Please reproduce every one of the entries below word for word.

START INPUT MATERIAL

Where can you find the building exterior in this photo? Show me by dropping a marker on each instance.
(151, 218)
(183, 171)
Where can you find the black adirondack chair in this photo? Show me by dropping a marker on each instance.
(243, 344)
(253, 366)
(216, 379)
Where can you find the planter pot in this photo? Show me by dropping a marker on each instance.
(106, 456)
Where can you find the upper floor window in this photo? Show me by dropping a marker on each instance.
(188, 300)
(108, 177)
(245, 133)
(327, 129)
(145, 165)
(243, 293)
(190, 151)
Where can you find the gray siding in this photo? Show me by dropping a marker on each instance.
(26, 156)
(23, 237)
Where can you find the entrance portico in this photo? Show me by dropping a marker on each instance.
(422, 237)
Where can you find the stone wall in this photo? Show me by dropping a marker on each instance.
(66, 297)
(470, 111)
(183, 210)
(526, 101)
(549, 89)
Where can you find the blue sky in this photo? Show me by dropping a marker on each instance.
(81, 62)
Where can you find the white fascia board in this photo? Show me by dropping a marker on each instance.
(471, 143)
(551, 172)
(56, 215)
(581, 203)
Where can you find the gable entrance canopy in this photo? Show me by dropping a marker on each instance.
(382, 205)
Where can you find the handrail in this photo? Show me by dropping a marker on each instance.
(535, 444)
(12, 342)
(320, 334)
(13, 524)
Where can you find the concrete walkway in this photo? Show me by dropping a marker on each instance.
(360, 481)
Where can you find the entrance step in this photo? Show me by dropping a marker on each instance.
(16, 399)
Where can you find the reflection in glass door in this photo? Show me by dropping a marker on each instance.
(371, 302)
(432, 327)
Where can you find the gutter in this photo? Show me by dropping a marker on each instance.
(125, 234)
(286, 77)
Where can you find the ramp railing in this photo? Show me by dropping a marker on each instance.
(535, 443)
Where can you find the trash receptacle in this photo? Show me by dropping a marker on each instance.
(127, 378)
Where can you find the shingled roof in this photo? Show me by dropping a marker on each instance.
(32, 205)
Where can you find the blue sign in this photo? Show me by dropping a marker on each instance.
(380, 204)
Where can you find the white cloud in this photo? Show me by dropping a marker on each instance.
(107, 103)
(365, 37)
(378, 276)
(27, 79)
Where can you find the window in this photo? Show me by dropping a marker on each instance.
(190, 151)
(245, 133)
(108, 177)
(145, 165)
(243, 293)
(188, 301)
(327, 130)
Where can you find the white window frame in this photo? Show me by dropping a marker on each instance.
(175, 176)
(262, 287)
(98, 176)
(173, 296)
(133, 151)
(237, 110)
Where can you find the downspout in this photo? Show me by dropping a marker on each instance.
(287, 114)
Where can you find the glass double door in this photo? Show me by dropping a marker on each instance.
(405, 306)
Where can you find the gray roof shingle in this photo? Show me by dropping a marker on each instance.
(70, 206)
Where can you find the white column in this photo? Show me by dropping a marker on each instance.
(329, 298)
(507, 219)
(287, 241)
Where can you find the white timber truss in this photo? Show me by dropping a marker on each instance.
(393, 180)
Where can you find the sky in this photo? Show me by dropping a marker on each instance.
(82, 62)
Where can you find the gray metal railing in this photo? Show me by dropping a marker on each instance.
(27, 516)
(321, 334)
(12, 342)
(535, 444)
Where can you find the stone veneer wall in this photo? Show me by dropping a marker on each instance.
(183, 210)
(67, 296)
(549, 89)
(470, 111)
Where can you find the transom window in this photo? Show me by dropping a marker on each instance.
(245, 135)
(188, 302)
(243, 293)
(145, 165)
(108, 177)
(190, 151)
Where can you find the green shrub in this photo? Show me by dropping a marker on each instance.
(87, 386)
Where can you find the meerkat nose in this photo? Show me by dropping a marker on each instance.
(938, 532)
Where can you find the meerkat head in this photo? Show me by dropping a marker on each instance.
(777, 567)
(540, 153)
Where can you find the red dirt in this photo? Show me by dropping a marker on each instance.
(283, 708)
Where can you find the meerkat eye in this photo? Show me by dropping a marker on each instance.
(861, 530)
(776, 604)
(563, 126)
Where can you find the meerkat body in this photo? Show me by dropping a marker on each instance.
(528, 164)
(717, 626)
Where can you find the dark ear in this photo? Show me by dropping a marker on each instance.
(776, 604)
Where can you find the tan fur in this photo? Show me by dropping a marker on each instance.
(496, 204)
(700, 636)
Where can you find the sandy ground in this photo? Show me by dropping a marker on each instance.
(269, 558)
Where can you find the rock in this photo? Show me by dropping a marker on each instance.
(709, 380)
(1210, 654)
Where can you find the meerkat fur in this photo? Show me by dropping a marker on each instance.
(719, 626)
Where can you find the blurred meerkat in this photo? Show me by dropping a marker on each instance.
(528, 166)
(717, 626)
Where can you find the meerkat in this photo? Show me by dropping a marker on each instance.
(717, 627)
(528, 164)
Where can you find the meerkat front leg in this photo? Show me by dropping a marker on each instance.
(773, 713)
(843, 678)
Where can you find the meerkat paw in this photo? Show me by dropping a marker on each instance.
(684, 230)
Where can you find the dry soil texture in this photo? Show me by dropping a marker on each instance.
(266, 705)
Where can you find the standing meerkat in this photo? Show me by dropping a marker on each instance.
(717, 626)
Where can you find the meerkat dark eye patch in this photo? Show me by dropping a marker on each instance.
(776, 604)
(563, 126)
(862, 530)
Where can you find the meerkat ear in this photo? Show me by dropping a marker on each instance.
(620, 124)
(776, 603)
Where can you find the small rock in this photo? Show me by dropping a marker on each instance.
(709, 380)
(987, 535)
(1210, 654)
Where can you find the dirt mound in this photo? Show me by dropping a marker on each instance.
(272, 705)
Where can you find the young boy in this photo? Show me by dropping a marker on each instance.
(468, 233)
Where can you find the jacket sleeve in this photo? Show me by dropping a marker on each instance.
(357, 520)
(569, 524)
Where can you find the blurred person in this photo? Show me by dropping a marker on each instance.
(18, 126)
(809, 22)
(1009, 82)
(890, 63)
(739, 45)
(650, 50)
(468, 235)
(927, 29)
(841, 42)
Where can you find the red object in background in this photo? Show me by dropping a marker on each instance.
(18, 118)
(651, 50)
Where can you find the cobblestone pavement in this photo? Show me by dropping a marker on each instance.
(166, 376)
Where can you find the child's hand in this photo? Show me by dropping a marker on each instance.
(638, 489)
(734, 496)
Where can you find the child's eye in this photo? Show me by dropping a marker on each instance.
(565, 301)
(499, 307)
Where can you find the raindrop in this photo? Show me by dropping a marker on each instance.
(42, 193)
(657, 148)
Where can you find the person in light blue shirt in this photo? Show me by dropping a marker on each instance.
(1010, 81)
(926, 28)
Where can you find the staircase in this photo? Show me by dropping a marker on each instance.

END INPUT MATERIAL

* FINISHED ANSWER:
Where can you find the building exterior in this photo? Show me by dropping a marker on each instance.
(151, 218)
(183, 171)
Where can you find the black adirondack chair in this photo? Show me by dropping a marker on each instance.
(243, 344)
(253, 366)
(216, 379)
Where can you find the planter pot in this photo? Show me by dropping a marker on each instance.
(106, 456)
Where can you find the upper floor window in this photo? Show me by dropping a marker on each instance.
(188, 300)
(108, 177)
(245, 133)
(327, 129)
(145, 165)
(243, 293)
(190, 151)
Where can you find the gray siding in this photo? Show me by dropping a marker on each instance.
(26, 156)
(23, 237)
Where can you find the entrance portico in this photo? Show me by dropping a marker on each instance.
(422, 237)
Where can you find the stone wall in this photo? Show me by dropping a marker on each instance.
(66, 297)
(470, 111)
(183, 210)
(526, 101)
(549, 89)
Where can you find the blue sky in this photo? Show me by dropping a marker on each instance.
(81, 62)
Where can you find the white fascia board in this photo? Show me by dropping a marker on each instance.
(471, 143)
(551, 172)
(56, 215)
(581, 203)
Where can you find the gable entrance canopy in this photo? Show me by dropping a marker on each instance.
(382, 205)
Where can you find the handrail in this photo? Show me by dropping a marker on each instance.
(535, 444)
(12, 342)
(320, 334)
(13, 524)
Where can you find the concrete walkway in this photo? Show me by dropping a marker on each instance.
(360, 481)
Where can you find the entrance step in this photo? Show me by dropping a marker on each instance.
(16, 399)
Where can you find the reflection in glass door in this photo? Show me by dropping a marker on each instance.
(371, 302)
(432, 327)
Where can you find the gutter in this photo? Show me by dropping a marker on each instance.
(125, 234)
(286, 77)
Where can you find the ramp railing in this photo? Show me by dropping a marker on each instance.
(535, 443)
Where can you find the trash receptacle in this photo? Show me by dropping a marker on each instance.
(127, 378)
Where can you find the shingled roof in this photo? Show me by dropping a marker on each instance.
(32, 205)
Where can you find the blue sign in this photo? Show me by dropping a marker on each instance.
(380, 204)
Where can you find the white cloud in this photo? Show me by dropping a marker on each instance.
(107, 103)
(365, 37)
(378, 276)
(27, 79)
Where can you find the window in this photo? Show me by dropping a marker on each instance.
(190, 151)
(245, 133)
(108, 177)
(145, 165)
(243, 293)
(188, 301)
(327, 130)
Where can you find the white window frame in this photo? Show me by dropping a marker on each instance.
(175, 176)
(262, 287)
(98, 176)
(173, 296)
(133, 151)
(237, 110)
Where can you find the downspout in this photo? Show me by dropping a marker on each instance.
(287, 114)
Where can you find the glass double door in this photo? Show me by dropping a marker on each instance.
(405, 306)
Where can you find the gray roof shingle in this photo? Show me by dropping a marker on each instance.
(70, 206)
Where can you find the white column in this photo? Show me by dropping a marker on each instance.
(329, 298)
(507, 219)
(287, 241)
Where can you find the white timber truss in this photo? Show me by dropping a marker on each instance.
(393, 180)
Where can you find the sky in this photo? Show me by dropping a marker on each instance.
(82, 62)
Where can you find the gray metal railing in this photo? Show me by dropping a marker on each instance.
(27, 516)
(321, 334)
(12, 342)
(535, 444)
Where can you find the stone veneer wall in this photo? Show me by dropping a marker on each instance.
(183, 210)
(67, 296)
(549, 89)
(470, 111)
Where can you find the transom window in this photo? Show me by dropping a marker on each instance.
(245, 135)
(188, 302)
(243, 293)
(145, 165)
(108, 177)
(190, 151)
Where can you find the green shrub in this photo? Show me by dropping a marker on each instance.
(87, 386)
Where can you find the meerkat nose in this photo? Show me by dropping a marker on each instance.
(938, 532)
Where can you find the meerkat head in this photo? Show me by dropping a marker on each instance.
(777, 567)
(540, 153)
Where can you find the red dirt in this photo? Show me by dropping a marker on each instance.
(283, 708)
Where can you find the meerkat eye in this photo? Show me by dropping a marker on each instance.
(861, 530)
(776, 604)
(563, 126)
Where can you find the meerkat body in this photo? Show me by dropping a marker on each instance.
(528, 164)
(717, 626)
Where can you find the dark ear in this photo? Show me by dropping a marker on each instance.
(776, 604)
Where can you find the tan fur in this photo? Show me by dropping a marker on each instance.
(496, 204)
(700, 636)
Where can you find the sandy ground in this photo? Show me by dropping a marker on each instance.
(269, 558)
Where can you find the rock in this photo? Show me by dropping a marker on each instance.
(709, 380)
(1210, 654)
Where can you find the meerkat fur in this photo? Show me by dropping a marker on each instance.
(719, 626)
Where can you find the blurred meerkat in this photo? Show me by dropping a marker on each instance.
(528, 166)
(717, 626)
Where can you find the meerkat in this photo? Show me by dropping a marker on each instance.
(717, 627)
(528, 164)
Where can you find the meerkat front leg in this photo? Show me by dropping a marker on each instance.
(773, 713)
(843, 678)
Where can you find the meerkat paw in this photo? Show me by dropping a marker on each instance.
(684, 230)
Where can you find the dry soil texture in this photo? Show me by dropping a marker on each instance.
(266, 705)
Where can you find the standing meerkat in this photo? Show me by dropping a marker on each instance.
(717, 626)
Where can you find the meerkat dark eye patch in this photo? Show me by dropping a marker on each instance.
(776, 604)
(563, 126)
(862, 530)
Where can you find the meerkat ear in this photo? Show me by dropping a marker on each instance.
(620, 124)
(776, 603)
Where can you find the small rock in this photo? Show me by dropping a marker on each instance.
(709, 380)
(987, 535)
(1210, 654)
Where can you find the dirt mound in this photo? Show me by dropping a marker on each instance.
(272, 705)
Where can you find the young boy in this photo? Show me by dropping a marker on each instance.
(468, 233)
Where can you find the jacket sleeve in this photo? Show me by dropping a marker on each instance.
(357, 520)
(569, 524)
Where can you find the blurred person in this photo? Show me by dropping a marker on each instance.
(18, 126)
(809, 22)
(1009, 82)
(890, 63)
(739, 45)
(650, 50)
(468, 235)
(927, 29)
(841, 42)
Where can you find the red object in background in this photo? Show me by dropping a marker on each instance.
(18, 118)
(651, 50)
Where can you find the cobblestone pavement in this photo? Show me by dropping a marker on each instance.
(166, 376)
Where can you find the child's hand in this photo? Show me by dropping a marker on each instance.
(638, 489)
(734, 496)
Where can you find the child's eye in this photo? Show me by dropping a marker on each instance.
(565, 301)
(499, 307)
Where can you find the raindrop in this photo? Show me by dropping a marker on each instance.
(42, 193)
(657, 148)
Where can you find the person in light blue shirt in this photo? Show me by dropping a marker on each instance.
(1010, 81)
(926, 28)
Where can you find the staircase in this photo? Show me by dropping a marker on each instance.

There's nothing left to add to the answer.